- Participating broadcaster: Georgian Public Broadcaster (GPB)
- Country: Georgia
- Selection process: Internal selection
- Announcement date: Artist: 31 December 2017 Song: 13 March 2018

Competing entry
- Song: "For You"
- Artist: Ethno-Jazz Band Iriao
- Songwriters: Davit Malazonia; Mikheil Mdinaradze; Irina Sanikidze;

Placement
- Semi-final result: Failed to qualify (18th)

Participation chronology

= Georgia in the Eurovision Song Contest 2018 =

Georgia was represented at the Eurovision Song Contest 2018 with the song "For You" written by Davit Malazonia, Mikheil Mdinaradze and Irina Sanikidze. The song was performed by the Ethno-Jazz Band Iriao, which was internally selected in December 2017 by the Georgian broadcaster Georgian Public Broadcaster (GPB) to compete at the 2018 contest in Lisbon, Portugal. The Georgian entry, "For You", was presented to the public on 13 March 2018.

Georgia was drawn to compete in the second semi-final of the Eurovision Song Contest which took place on 10 May 2018. Performing during the show in position 10, "For You" was not announced among the top 10 entries of the second semi-final and therefore did not qualify to compete in the final. It was later revealed that Georgia placed eighteenth (last) out of the 18 participating countries in the semi-final with 24 points.

> **USING THE INFORMATION**:
**1)** In the text on Georgia at Eurovision 2018, on what date was the Georgian entry "For You" presented to the public?
**2)** Carry on the text about Georgia in the Eurovision Song Contest 2018 from its last sentence.

> **MATERIAL SUPPLIED**:
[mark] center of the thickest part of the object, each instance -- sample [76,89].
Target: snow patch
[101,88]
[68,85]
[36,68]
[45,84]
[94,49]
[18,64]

> **ANSWERS IN ORDER**:
**1)** 13 March 2018

**2)**
==Background==

Prior to the 2018 contest, Georgia had participated in the Eurovision Song Contest ten times since their first entry in 2007. The nation's highest placing in the contest, to this point, has been ninth place, which was achieved on two occasions: in 2010 with the song "Shine" performed by Sofia Nizharadze and in 2011 with the song "One More Day" performed by Eldrine. The nation briefly withdrew from the contest in 2009 after the European Broadcasting Union (EBU) rejected the Georgian entry, "We Don't Wanna Put In", for perceived political references to Vladimir Putin who was the Russian Prime Minister at the time. The withdrawal and fallout was tied to tense relations between Georgia and then host country Russia, which stemmed from the 2008 Russo-Georgian War. Georgia had, to this point, failed to qualify to the final on three occasions. In , Georgia failed to qualify to the final with the song "Keep the Faith" performed by Tamara Gachechiladze.

The Georgian national broadcaster, Georgian Public Broadcaster (GPB), broadcasts the event within Georgia and organises the selection process for the nation's entry. GPB confirmed their intentions to participate at the 2018 Eurovision Song Contest on 2 October 2017. Georgia has selected their entry for the Eurovision Song Contest both through national finals and internal selections in the past. In 2017, the Georgian entry was selected via a national final. For their 2018 participation, GPB opted to internally select the Georgian entry.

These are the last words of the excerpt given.